### Required task 1
From the VoIP and SIP excerpt, list every abbreviation that appears with its full form, and give each full form.
### Required task 2
Translate this sentence from the VoIP and SIP excerpt into Spanish: "SIP signaling is separate from the media for which it handles sessions."

### Extracted text
● ● ●

11.1.1 What You Can Do in This Chapter
•The SIP Settings screen allows you to maintain basic information about each SIP account
(Section 11.2 on page 178).
•The SIP QoS screen allows you to maintain ToS and VLAN settings for the V500
(Section 11.3 on page 185).
11.1.2 What You Need to Know
The following terms and concepts may help as you read through this chapter.
Introduction to VoIP
VoIP (Voice over IP) is the sending of voice signals over the Internet Protocol. This allows
you to make phone calls and send faxes over the Internet at a fraction of the cost of using the
traditional circuit-switched telephone network. You can also use servers to run telephone
service applications like PBX services and voice mail. Internet Telephony Service Provider
(ITSP) companies provide VoIP service. A company could alternatively set up an IP-PBX and
provide its own VoIP service.
Circuit-switched telephone networks require 64 kilobits per second (kbps) in each direction to
handle a telephone call. VoIP can use advanced voice coding techniques with compression to
reduce the required bandwidth.
Introduction to SIP
The Session Initiation Protocol (SIP) is an application-layer control (signaling) protocol that
handles the setting up, altering and tearing down of voice and multimedia sessions over the
Internet.
SIP signaling is separate from the media for which it handles sessions. The media that is
exchanged during the session can use a different path from that of the signaling. SIP handles
telephone calls and can interface with traditional circuit-switched telephone networks.

● ● ●

Data records:
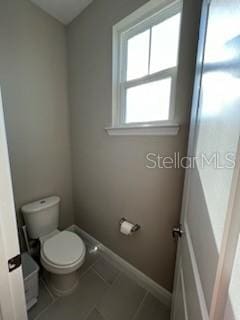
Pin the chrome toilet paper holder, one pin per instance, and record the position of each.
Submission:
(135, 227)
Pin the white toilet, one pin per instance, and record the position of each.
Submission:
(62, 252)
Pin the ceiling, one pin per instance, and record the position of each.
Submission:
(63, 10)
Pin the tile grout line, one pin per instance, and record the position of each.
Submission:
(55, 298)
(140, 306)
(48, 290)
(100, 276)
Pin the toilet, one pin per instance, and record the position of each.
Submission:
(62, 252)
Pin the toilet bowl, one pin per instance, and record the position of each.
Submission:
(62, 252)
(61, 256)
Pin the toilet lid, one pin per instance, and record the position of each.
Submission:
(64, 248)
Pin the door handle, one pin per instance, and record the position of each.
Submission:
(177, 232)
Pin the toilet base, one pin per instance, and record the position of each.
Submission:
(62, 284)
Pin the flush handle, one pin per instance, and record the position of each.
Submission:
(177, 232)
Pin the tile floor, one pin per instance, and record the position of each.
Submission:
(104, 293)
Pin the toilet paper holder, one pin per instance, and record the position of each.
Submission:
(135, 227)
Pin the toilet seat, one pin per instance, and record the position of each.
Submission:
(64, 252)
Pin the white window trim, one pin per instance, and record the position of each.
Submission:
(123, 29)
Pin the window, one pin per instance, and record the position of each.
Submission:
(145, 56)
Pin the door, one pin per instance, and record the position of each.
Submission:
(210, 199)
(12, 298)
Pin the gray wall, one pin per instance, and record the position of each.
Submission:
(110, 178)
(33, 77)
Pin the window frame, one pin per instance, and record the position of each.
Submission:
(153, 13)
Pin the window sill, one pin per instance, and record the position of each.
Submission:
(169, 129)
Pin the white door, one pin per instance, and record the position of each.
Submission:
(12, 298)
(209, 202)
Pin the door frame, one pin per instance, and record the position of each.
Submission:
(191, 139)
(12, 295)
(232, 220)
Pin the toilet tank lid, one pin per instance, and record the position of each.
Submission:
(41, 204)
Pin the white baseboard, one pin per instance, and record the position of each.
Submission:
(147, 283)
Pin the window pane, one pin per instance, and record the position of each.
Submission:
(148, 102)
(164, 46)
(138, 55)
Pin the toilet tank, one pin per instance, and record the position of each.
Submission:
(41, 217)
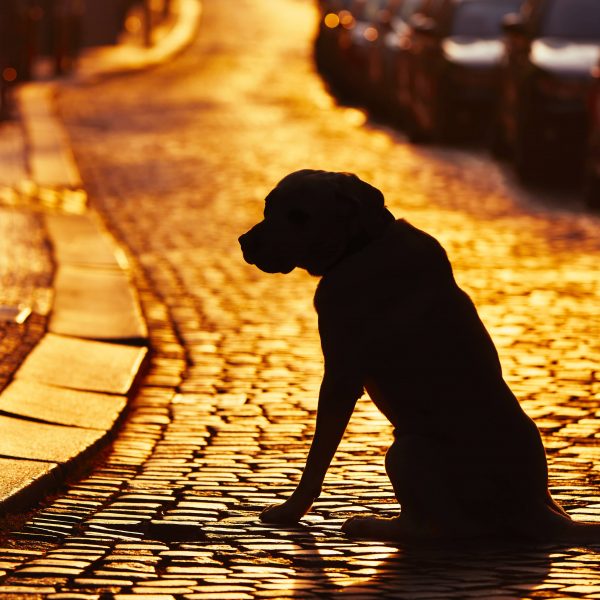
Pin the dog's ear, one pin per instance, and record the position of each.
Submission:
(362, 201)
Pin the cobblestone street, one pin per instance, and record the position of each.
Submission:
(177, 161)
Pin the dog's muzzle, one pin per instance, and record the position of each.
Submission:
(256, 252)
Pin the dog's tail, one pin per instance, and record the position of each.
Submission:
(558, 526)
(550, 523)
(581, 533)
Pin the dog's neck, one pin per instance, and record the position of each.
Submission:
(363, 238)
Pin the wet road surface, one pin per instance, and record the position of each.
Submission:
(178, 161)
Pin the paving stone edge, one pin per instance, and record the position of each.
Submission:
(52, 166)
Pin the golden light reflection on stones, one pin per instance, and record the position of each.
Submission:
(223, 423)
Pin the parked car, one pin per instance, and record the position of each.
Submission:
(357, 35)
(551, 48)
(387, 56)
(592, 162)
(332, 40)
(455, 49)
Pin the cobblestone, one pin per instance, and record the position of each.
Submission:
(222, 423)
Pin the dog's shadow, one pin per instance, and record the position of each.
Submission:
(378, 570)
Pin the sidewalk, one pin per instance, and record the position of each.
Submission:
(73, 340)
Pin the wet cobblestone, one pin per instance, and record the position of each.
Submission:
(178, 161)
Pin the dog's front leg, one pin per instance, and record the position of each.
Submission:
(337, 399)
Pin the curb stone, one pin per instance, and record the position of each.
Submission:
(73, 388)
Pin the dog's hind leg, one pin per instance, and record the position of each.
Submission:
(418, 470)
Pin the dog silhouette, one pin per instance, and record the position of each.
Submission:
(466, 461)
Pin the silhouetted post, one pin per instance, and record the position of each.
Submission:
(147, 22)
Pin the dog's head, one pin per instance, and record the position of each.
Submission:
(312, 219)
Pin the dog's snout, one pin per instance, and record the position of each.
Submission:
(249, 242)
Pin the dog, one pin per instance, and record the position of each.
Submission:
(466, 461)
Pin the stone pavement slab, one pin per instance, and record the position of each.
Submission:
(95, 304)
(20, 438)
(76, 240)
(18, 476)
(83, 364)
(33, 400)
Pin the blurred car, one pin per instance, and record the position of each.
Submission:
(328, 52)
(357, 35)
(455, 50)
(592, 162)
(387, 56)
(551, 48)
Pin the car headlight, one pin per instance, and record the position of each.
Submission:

● ● ●

### Problem solution 1
- VoIP: Voice over IP
- ITSP: Internet Telephony Service Provider
- kbps: kilobits per second
- SIP: Session Initiation Protocol

### Problem solution 2
La señalización SIP está separada de los medios para los que gestiona las sesiones.